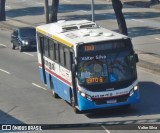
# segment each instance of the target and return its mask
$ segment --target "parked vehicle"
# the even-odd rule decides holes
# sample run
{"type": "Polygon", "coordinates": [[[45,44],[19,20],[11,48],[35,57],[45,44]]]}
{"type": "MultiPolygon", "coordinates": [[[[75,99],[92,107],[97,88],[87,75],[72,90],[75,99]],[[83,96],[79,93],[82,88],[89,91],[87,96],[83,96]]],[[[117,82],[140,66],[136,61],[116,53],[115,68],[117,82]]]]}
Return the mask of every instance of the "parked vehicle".
{"type": "Polygon", "coordinates": [[[36,29],[32,27],[17,28],[11,34],[12,49],[19,51],[36,49],[36,29]]]}

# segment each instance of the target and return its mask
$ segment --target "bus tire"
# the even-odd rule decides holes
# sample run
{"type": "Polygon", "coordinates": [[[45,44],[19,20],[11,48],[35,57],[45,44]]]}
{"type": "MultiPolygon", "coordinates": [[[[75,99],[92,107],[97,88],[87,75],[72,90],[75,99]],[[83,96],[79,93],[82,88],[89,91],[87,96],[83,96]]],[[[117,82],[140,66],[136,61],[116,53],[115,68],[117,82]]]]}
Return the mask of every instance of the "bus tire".
{"type": "Polygon", "coordinates": [[[54,85],[53,85],[53,81],[52,81],[51,76],[49,76],[49,78],[50,78],[50,87],[51,87],[51,90],[52,90],[52,95],[53,95],[54,98],[59,98],[59,96],[54,91],[54,85]]]}
{"type": "Polygon", "coordinates": [[[80,111],[76,108],[75,100],[74,100],[74,96],[73,96],[73,95],[72,95],[72,98],[71,98],[71,106],[72,106],[72,108],[73,108],[73,110],[74,110],[74,112],[75,112],[76,114],[79,114],[79,113],[80,113],[80,111]]]}

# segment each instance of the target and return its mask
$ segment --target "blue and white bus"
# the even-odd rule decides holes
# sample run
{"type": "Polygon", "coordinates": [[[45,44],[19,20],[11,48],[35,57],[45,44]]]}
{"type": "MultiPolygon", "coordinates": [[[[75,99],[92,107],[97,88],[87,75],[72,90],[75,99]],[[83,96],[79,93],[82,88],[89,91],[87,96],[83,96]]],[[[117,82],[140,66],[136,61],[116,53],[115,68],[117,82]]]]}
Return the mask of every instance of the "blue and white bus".
{"type": "Polygon", "coordinates": [[[131,39],[88,20],[38,26],[42,81],[75,112],[131,105],[140,100],[131,39]]]}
────
### Exercise goal
Every line above should be returned word for word, with the pictures left behind.

### Answer box
# segment each instance of the target and return its mask
$ segment --target "parked vehicle"
# the even-odd rule decides holes
# sample run
{"type": "Polygon", "coordinates": [[[45,44],[19,20],[11,48],[35,57],[45,44]]]}
{"type": "MultiPolygon", "coordinates": [[[[75,99],[92,107],[97,88],[87,75],[72,90],[75,99]],[[83,96],[79,93],[82,88],[89,91],[87,96],[83,96]]],[[[117,82],[140,66],[136,61],[116,53],[115,68],[117,82]]]]}
Return the mask of every instance of the "parked vehicle".
{"type": "Polygon", "coordinates": [[[36,29],[32,27],[17,28],[11,34],[12,49],[19,51],[36,49],[36,29]]]}

# segment each instance of the target and return its mask
$ segment --target "bus tire"
# the even-odd rule decides holes
# sample run
{"type": "Polygon", "coordinates": [[[45,44],[19,20],[11,48],[35,57],[45,44]]]}
{"type": "MultiPolygon", "coordinates": [[[[75,99],[92,107],[97,88],[87,75],[72,90],[75,99]],[[83,96],[79,93],[82,88],[89,91],[87,96],[83,96]]],[[[117,82],[140,66],[136,61],[116,53],[115,68],[117,82]]]]}
Return the mask of every instance of the "bus tire".
{"type": "Polygon", "coordinates": [[[54,85],[53,85],[53,81],[52,81],[51,76],[49,76],[49,78],[50,78],[50,87],[51,87],[51,90],[52,90],[52,95],[53,95],[54,98],[59,98],[59,96],[54,91],[54,85]]]}
{"type": "Polygon", "coordinates": [[[80,111],[76,108],[75,100],[74,100],[74,96],[73,96],[73,95],[72,95],[72,98],[71,98],[71,106],[72,106],[72,108],[73,108],[73,110],[74,110],[74,112],[75,112],[76,114],[79,114],[79,113],[80,113],[80,111]]]}

# segment each instance of the target and return its mask
$ segment --target "blue and white bus"
# the even-odd rule decides holes
# sample run
{"type": "Polygon", "coordinates": [[[45,44],[19,20],[11,48],[35,57],[45,44]]]}
{"type": "MultiPolygon", "coordinates": [[[[75,99],[92,107],[97,88],[87,75],[72,90],[75,99]],[[83,96],[79,93],[82,88],[89,91],[87,96],[83,96]]],[[[117,82],[140,66],[136,61],[116,53],[115,68],[117,82]]]]}
Return the mask of every instance of the "blue and white bus".
{"type": "Polygon", "coordinates": [[[131,39],[88,20],[38,26],[42,81],[75,112],[131,105],[140,100],[131,39]]]}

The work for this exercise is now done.